--- START ---

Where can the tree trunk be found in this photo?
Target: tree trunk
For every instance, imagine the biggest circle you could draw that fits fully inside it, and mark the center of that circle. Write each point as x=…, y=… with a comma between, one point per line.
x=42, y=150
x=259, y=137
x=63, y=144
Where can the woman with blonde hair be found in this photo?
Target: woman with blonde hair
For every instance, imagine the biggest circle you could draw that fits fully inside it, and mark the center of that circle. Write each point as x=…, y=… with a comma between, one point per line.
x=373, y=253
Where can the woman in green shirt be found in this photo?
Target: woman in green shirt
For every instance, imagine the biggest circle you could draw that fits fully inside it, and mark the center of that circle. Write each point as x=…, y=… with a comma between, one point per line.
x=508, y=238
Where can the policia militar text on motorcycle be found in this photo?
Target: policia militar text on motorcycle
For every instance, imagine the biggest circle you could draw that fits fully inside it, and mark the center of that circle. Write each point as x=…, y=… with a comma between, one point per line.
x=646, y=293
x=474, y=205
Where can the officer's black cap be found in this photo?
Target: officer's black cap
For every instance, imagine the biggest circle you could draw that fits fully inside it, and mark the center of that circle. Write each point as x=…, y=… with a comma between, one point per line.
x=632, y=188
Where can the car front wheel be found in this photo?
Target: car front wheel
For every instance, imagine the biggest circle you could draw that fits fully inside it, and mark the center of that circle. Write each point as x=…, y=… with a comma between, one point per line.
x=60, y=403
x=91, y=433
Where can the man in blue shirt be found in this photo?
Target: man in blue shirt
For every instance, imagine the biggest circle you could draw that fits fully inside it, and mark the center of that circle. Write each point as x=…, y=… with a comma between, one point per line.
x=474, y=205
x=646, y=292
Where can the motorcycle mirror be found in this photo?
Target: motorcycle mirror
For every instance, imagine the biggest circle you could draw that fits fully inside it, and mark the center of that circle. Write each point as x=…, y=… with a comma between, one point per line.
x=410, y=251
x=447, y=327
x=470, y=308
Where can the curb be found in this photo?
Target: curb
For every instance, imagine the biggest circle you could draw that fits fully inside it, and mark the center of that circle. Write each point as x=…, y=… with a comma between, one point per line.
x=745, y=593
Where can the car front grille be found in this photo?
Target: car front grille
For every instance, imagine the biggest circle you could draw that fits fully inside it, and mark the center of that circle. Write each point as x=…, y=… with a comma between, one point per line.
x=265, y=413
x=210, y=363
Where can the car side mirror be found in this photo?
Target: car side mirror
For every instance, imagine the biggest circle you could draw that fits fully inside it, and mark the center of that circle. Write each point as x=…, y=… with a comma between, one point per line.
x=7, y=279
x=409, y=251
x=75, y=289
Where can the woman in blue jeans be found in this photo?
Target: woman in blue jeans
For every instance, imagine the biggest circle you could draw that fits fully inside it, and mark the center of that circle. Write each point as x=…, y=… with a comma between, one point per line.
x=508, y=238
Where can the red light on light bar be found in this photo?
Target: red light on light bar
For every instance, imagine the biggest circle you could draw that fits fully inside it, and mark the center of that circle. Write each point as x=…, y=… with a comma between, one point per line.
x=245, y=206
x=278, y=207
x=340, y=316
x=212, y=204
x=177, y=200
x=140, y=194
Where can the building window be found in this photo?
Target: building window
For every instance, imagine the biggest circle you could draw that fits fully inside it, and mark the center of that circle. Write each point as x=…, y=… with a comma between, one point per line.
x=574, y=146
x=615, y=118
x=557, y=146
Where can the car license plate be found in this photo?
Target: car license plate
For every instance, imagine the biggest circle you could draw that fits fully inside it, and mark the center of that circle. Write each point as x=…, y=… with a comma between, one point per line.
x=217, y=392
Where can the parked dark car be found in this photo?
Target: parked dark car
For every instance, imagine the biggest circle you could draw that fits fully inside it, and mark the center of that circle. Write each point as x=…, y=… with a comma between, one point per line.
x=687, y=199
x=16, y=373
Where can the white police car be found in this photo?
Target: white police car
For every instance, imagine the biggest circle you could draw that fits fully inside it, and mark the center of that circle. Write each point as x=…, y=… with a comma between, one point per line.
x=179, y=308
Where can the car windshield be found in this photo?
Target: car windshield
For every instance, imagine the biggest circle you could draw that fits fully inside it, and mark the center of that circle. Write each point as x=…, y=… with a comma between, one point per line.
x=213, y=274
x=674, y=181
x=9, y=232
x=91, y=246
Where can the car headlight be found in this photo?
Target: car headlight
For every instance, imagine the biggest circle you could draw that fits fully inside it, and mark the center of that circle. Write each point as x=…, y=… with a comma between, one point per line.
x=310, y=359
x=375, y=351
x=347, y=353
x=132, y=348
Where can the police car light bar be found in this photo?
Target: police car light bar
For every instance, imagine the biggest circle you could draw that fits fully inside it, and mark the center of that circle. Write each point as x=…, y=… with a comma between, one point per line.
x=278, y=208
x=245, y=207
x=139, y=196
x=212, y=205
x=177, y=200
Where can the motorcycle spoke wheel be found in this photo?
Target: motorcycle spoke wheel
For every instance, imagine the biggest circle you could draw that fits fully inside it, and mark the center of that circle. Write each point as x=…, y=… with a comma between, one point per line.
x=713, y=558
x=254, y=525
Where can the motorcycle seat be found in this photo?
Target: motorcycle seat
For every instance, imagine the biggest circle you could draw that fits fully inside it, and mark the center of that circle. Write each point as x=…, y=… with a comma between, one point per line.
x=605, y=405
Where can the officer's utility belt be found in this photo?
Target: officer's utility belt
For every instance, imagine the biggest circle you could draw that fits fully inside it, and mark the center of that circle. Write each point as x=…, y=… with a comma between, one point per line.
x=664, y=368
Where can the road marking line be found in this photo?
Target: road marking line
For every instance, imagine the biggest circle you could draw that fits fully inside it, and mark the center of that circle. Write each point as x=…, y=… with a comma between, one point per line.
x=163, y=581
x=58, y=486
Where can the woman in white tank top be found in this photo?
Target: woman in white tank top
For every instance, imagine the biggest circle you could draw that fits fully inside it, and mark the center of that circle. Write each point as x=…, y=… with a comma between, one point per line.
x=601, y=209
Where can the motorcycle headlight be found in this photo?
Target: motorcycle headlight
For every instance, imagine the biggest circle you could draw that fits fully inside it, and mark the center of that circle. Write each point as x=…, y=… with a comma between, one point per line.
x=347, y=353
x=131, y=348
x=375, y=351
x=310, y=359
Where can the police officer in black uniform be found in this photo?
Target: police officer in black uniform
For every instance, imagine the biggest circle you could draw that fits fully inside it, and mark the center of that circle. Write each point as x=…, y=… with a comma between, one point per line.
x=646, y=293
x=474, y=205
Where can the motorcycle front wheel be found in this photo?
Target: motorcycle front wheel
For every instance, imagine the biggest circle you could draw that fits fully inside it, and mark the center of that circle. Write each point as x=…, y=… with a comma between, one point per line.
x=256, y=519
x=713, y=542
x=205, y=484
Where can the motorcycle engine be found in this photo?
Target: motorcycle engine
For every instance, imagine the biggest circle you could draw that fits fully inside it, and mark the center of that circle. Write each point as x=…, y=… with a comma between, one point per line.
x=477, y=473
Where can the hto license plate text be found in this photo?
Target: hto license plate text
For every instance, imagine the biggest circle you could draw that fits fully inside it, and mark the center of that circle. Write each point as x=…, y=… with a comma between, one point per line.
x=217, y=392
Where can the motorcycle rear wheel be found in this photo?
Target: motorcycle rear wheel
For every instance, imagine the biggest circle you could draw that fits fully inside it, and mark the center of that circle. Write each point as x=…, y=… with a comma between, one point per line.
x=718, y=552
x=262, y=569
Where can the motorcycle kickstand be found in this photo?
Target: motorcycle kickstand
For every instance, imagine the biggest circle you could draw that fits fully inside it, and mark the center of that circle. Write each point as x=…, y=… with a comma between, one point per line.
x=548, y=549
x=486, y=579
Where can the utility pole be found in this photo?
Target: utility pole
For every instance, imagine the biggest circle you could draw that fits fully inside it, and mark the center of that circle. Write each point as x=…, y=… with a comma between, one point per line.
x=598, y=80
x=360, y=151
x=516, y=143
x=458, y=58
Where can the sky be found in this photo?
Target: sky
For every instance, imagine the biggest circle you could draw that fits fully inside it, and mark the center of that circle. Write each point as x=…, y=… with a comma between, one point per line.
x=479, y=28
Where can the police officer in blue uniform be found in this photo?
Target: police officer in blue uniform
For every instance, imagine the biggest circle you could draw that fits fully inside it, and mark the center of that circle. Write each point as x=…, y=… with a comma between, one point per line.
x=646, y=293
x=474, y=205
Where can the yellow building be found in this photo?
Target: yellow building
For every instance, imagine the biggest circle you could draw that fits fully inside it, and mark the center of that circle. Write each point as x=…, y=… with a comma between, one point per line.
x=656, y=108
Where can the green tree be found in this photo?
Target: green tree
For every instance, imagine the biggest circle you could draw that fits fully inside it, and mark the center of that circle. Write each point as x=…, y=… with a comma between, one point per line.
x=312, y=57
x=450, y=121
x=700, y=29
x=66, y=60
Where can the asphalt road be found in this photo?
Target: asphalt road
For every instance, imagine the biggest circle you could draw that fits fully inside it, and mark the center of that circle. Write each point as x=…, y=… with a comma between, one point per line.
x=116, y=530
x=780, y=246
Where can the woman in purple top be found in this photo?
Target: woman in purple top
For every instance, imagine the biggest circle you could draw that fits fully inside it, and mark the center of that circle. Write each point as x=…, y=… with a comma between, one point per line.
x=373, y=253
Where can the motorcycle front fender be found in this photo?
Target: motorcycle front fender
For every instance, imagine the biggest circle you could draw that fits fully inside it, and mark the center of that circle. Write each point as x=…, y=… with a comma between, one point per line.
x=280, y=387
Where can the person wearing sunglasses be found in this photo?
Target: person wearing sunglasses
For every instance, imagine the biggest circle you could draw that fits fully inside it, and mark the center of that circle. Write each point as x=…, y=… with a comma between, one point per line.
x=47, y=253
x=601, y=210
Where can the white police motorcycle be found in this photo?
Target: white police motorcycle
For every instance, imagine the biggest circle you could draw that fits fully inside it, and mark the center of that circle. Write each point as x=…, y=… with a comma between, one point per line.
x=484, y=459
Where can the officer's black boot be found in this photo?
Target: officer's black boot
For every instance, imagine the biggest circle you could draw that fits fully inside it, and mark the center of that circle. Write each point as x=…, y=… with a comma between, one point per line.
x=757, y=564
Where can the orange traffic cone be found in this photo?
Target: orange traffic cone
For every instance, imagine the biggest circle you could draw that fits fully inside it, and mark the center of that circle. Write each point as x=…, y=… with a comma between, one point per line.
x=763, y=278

--- END ---

(EXERCISE BRIEF):
Format the part of the material that opens with the line containing "Where can the officer's black boot" and runs through the last line as a numbered list. Include both ends and leave out any blank lines.

(CORRECT RESULT):
1. Where can the officer's black boot be found in this photo?
2. Target: officer's black boot
3. For every instance, imagine the biggest circle you could draw that fits fully inside it, and mark the center of that circle. Write each point as x=…, y=… with a comma between, one point per line.
4. x=757, y=564
5. Where can the orange traffic cone be found in this photo?
6. Target: orange traffic cone
7. For every instance, imagine the biggest circle you could draw that fits fully inside it, and mark the center of that circle. Write each point as x=…, y=… with a comma between, one point per line.
8. x=763, y=278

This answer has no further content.